Requirement A –
In the mailing-list email about qdev and QOM properties, why can you always write frob->prop = 42 with qdev?
Requirement B –
Translate this sentence from the email about qdev and QOM properties into Spanish: "With QOM, properties are built around visitor-based getters and setters."
Requirement C –
Continue the email about qdev and QOM properties from where it stops.

Text block –
────────────────────

On 30/07/20 14:36, Markus Armbruster wrote:
> Paolo Bonzini <pbonz...@redhat.com> writes:
> 
>> On 30/07/20 12:03, Markus Armbruster wrote:
>>> qdev C layer:
>>>
>>>     frob->prop = 42;
>>>
>>> Least cognitive load.
>>>
>>> QOM has no C layer.
>>
>> Not really, a QOM object is totally free to do frob->prop = 42.  And
>> just like we didn't do that outside device implementation in qdev as our
>> tithe to the Church of Information Hiding; the same applies to QOM.
> 
> I screwed up the part of my argument that actually has a hope to be
> valid, let me try again.
> 
> With qdev, you can always do frob->prop = 42, because properties are
> always backed by a struct member.
> 
> With QOM, properties are built around visitor-based getters and setters.

────────────────────

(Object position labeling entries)

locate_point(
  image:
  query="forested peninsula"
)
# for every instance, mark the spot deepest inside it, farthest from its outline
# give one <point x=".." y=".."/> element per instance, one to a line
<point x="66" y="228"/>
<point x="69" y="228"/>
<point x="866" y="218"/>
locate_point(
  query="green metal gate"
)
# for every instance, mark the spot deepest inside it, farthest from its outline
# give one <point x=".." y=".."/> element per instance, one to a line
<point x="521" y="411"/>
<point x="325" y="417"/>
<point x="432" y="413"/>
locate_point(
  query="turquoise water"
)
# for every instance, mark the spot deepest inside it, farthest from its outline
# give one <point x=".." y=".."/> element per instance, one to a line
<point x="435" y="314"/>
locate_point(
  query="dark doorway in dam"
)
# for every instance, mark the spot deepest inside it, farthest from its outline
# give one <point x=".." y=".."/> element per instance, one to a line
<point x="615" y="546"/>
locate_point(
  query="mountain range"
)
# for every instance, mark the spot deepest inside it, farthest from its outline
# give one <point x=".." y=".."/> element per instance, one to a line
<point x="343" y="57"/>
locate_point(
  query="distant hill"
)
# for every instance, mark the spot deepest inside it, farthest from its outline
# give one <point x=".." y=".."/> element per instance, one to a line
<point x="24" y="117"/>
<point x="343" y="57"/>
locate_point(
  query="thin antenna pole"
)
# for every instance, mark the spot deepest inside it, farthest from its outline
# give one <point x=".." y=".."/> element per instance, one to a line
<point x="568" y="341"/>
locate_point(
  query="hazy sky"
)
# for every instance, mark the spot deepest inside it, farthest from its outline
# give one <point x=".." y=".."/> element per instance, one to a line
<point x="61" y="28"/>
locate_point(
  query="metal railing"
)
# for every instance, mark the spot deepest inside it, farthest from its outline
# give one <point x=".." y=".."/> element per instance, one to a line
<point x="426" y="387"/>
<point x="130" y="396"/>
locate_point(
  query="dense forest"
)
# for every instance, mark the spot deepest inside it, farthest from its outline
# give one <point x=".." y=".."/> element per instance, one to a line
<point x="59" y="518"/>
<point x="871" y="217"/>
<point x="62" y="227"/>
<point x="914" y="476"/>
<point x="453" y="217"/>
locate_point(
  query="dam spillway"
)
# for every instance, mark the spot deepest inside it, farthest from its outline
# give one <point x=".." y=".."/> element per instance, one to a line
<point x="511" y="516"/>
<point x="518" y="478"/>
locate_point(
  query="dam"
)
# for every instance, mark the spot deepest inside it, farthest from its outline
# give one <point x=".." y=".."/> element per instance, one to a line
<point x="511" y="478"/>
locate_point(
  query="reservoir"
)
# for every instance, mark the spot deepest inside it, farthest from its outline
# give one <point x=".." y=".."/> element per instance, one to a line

────────────────────

Written reply A –
Because qdev properties are always backed by a struct member.

Written reply B –
Con QOM, las propiedades se construyen en torno a getters y setters basados en visitantes.

Written reply C –
> This means you can always do (but never actually would do) something
> like
> 
>     fortytwo = qnum_from_int(42);
>     v = qobject_input_visitor_new(fortytwo);
>     set_prop(OBJECT(frob), v, "prop", cookie, &err);
>     visit_free(v);
>     qobject_unref(fortytwo);
> 
> where set_prop() is the setter you passed to object_property_add(), and
> @cookie is the opaque value you passed along with it.
> 
> *Maybe* set_prop() wraps around a simpler setter you can call directly,
> or even a struct member you can set directy.  QOM does not care.
> 
> And that's my point: QOM does not care for the C layer.

Ok, I think I got it.  In practice it depends on how much you want to
hide the implementation of the properties and (especially for
set-only-before-realize properties) the answer will be "not at all
inside the device implementation".  So inside the implementation you can
always break the information hiding layer if needed (usually for
performance or as you point out sanity), and I don't think there is a
substantial difference between qdev and QOM.

But yeah, I'm willing to concede that QOM the QAPI-- layer of QOM comes
first and the C layer comes second. :)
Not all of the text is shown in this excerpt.